WORK INSTRUCTIONS
Give the listing below, from the line containing "Our designer has requested the exact region of the license" through the line containing "0;210;300;300", as a two-column CSV headed text and answer, with each text and the answer that follows it on one row, every field quoted, and line breaks turned into spaces. Leave the pictures out.

** begin THE DATA **

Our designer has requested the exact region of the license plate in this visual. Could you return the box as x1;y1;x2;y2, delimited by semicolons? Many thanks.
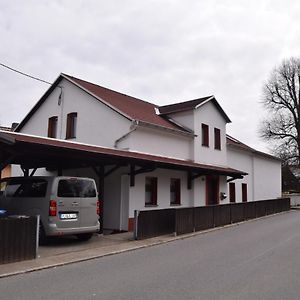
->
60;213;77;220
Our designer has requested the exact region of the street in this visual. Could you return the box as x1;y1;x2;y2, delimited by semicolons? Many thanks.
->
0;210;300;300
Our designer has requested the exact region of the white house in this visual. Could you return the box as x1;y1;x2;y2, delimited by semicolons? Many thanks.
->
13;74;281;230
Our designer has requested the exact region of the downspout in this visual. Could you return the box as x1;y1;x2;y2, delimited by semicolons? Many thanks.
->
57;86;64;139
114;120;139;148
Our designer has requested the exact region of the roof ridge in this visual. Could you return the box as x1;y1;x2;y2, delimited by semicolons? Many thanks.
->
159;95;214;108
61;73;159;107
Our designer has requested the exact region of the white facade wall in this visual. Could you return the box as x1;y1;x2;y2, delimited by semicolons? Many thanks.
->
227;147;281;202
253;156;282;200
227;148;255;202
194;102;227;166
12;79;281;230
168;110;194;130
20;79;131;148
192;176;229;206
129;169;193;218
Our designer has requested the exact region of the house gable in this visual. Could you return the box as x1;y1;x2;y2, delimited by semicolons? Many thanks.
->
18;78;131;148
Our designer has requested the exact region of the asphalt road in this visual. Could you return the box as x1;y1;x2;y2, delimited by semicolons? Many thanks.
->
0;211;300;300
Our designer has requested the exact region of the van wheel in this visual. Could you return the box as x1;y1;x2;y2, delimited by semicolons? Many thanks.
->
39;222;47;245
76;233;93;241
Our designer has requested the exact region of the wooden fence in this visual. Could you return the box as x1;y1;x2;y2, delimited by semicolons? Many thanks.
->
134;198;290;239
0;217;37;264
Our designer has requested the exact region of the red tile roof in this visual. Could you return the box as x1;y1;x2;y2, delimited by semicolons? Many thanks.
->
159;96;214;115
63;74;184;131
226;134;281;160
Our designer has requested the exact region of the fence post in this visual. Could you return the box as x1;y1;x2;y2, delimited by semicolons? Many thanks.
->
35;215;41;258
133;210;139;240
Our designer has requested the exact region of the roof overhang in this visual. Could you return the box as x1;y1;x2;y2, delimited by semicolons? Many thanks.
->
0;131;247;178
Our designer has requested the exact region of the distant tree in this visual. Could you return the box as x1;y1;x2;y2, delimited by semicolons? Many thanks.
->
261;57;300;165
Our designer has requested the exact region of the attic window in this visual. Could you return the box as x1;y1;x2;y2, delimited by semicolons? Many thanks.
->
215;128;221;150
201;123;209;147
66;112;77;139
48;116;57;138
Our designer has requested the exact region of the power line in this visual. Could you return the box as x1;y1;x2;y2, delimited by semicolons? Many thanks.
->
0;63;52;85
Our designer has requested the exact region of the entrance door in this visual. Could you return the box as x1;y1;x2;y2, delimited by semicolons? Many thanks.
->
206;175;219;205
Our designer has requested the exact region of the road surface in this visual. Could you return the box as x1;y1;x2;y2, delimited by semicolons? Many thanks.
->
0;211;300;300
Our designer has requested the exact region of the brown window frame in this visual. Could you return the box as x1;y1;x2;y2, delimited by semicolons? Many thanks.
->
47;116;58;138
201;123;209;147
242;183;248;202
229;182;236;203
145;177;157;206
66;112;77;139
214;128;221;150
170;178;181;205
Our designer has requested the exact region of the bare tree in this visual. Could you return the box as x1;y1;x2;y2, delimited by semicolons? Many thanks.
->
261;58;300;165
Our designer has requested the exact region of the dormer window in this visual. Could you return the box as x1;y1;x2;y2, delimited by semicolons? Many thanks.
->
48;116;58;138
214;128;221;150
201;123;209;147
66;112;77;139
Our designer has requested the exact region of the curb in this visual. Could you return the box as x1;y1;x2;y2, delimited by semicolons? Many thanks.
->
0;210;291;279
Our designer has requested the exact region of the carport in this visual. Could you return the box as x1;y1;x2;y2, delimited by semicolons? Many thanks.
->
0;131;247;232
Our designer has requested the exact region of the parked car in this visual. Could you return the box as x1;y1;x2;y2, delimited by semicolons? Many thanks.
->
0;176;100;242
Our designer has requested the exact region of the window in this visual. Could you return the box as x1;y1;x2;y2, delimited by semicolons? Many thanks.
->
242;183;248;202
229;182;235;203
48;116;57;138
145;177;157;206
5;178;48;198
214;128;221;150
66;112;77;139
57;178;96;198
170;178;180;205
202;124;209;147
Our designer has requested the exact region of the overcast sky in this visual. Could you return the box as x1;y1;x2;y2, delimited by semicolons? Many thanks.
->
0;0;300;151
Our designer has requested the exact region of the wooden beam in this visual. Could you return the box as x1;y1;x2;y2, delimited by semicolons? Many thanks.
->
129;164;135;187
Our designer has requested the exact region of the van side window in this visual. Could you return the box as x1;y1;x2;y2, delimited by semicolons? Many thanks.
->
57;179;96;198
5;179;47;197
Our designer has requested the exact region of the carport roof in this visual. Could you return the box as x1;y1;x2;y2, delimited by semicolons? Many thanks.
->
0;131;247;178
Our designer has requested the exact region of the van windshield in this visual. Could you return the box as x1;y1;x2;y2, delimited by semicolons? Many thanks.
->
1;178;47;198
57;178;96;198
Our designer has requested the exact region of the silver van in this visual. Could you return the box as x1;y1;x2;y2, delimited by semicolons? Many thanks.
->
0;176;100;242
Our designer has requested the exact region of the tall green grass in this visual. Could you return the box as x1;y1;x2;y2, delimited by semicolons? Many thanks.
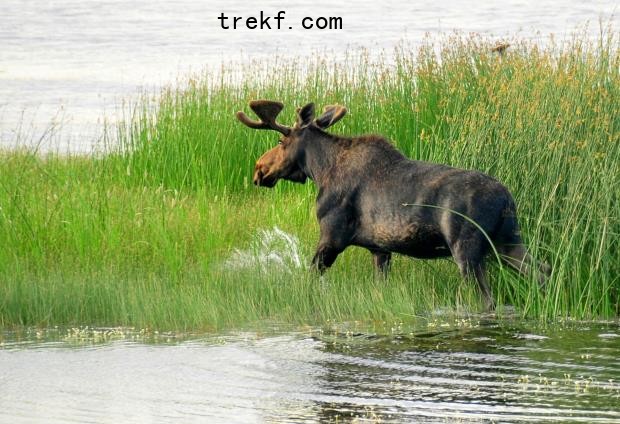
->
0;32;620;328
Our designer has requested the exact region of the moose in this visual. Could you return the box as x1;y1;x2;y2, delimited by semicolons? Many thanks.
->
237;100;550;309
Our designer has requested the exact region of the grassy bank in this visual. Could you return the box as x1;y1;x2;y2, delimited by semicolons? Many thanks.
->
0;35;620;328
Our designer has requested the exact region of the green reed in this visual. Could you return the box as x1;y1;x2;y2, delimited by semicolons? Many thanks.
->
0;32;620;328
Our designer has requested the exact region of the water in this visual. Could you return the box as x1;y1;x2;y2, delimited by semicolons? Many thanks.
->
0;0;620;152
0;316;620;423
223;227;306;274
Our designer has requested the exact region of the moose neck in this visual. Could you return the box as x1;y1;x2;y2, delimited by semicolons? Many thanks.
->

** end THE DATA **
** begin THE DATA **

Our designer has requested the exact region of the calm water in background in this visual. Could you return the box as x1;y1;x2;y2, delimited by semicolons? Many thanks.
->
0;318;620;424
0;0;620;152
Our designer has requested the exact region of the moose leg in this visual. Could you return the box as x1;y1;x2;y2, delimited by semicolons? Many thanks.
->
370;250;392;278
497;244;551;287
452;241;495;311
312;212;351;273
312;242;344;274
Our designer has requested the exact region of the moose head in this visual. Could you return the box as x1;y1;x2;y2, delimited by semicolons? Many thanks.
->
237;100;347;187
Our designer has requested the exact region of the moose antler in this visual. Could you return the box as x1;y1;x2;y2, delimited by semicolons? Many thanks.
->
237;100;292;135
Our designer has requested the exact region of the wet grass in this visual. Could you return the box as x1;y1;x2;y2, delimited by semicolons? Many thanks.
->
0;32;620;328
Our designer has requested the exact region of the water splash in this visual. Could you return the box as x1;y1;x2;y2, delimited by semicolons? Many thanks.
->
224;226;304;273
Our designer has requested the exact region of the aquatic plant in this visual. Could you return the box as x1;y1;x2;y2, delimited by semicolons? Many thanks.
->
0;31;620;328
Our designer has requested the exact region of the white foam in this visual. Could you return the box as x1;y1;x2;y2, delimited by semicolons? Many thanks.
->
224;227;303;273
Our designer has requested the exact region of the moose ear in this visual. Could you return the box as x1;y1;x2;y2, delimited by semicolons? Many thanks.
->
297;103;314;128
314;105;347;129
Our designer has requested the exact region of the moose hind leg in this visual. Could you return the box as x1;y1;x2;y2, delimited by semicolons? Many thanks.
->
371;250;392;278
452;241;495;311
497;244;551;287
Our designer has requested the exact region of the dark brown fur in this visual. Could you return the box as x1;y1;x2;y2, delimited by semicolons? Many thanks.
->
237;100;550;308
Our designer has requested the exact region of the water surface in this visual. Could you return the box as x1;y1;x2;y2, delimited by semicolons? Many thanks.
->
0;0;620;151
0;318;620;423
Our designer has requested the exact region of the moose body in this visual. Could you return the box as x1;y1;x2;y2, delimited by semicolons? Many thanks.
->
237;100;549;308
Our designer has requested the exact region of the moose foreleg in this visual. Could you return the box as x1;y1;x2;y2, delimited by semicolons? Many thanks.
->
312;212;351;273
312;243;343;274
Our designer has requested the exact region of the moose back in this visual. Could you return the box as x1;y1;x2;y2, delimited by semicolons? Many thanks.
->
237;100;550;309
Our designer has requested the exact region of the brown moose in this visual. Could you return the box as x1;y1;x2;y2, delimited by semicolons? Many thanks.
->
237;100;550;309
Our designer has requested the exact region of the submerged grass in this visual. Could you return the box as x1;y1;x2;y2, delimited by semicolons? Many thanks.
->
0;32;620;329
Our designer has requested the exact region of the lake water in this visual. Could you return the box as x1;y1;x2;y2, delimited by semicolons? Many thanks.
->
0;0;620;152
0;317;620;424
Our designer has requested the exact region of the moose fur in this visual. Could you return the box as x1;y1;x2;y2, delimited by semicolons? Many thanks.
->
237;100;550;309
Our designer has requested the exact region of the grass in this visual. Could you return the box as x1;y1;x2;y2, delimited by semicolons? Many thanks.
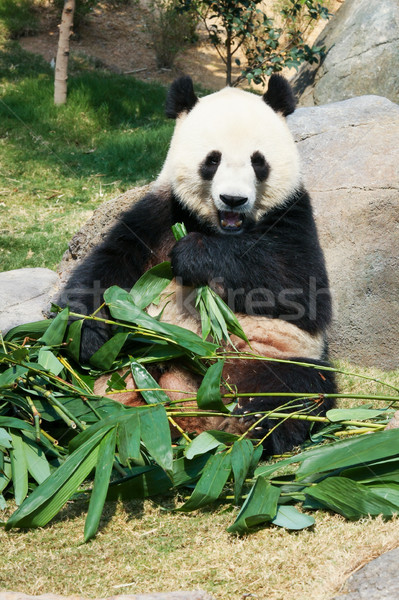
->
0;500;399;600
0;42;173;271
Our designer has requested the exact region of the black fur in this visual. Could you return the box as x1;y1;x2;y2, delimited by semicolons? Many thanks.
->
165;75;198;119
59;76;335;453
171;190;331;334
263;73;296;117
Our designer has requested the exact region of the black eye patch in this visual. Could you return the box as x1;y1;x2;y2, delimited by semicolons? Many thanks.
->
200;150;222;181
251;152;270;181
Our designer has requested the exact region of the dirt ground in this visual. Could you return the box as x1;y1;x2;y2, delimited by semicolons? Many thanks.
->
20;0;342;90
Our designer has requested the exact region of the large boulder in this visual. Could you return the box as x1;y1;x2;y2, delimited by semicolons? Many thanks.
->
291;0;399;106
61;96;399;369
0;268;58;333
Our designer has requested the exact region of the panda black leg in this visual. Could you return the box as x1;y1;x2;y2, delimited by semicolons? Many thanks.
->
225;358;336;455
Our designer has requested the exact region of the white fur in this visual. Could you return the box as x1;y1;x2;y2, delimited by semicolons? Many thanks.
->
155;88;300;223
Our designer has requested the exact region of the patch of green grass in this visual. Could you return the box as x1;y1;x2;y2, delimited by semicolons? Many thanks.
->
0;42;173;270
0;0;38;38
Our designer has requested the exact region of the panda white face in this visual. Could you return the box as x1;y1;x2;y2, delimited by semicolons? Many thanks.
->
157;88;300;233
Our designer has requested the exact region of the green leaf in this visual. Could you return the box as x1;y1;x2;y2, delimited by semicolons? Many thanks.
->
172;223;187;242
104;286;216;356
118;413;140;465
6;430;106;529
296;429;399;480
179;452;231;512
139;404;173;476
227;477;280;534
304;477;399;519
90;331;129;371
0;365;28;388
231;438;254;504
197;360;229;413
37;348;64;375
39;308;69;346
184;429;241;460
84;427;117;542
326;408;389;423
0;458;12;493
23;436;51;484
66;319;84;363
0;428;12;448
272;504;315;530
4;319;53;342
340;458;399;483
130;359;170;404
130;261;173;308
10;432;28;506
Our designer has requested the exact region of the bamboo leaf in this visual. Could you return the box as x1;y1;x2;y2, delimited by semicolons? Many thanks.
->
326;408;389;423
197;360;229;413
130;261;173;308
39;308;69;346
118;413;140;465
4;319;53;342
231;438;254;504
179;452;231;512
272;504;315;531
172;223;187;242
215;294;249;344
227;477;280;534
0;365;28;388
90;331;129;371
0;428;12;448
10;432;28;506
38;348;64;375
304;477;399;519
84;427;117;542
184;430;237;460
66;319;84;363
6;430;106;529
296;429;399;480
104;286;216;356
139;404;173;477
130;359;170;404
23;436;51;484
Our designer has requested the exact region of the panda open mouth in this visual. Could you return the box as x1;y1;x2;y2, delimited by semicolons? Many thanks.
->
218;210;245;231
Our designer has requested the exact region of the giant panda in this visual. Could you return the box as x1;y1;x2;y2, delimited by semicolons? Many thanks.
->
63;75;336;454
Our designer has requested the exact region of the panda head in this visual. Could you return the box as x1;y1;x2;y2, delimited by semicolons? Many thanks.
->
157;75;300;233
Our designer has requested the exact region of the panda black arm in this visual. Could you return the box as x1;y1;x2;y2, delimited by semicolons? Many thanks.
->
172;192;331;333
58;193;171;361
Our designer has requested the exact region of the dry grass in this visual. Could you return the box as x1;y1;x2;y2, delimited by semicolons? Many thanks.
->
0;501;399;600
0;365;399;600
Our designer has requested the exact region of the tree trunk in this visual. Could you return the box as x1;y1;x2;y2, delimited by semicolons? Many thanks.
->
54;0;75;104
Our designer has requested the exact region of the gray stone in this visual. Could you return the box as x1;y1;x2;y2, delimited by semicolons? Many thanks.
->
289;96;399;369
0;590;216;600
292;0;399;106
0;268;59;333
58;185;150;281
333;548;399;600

** end THE DATA **

TASK RESPONSE
text,answer
"Our designer has requested the exact region of the license plate in this visual. Could you return the box as x1;y1;x2;y2, delimited by semicolons? Many thanks. ->","60;213;77;220"
"Our designer has requested the exact region of the street in this visual. Could you return the box as x1;y1;x2;y2, delimited by semicolons? Many thanks. ->","0;210;300;300"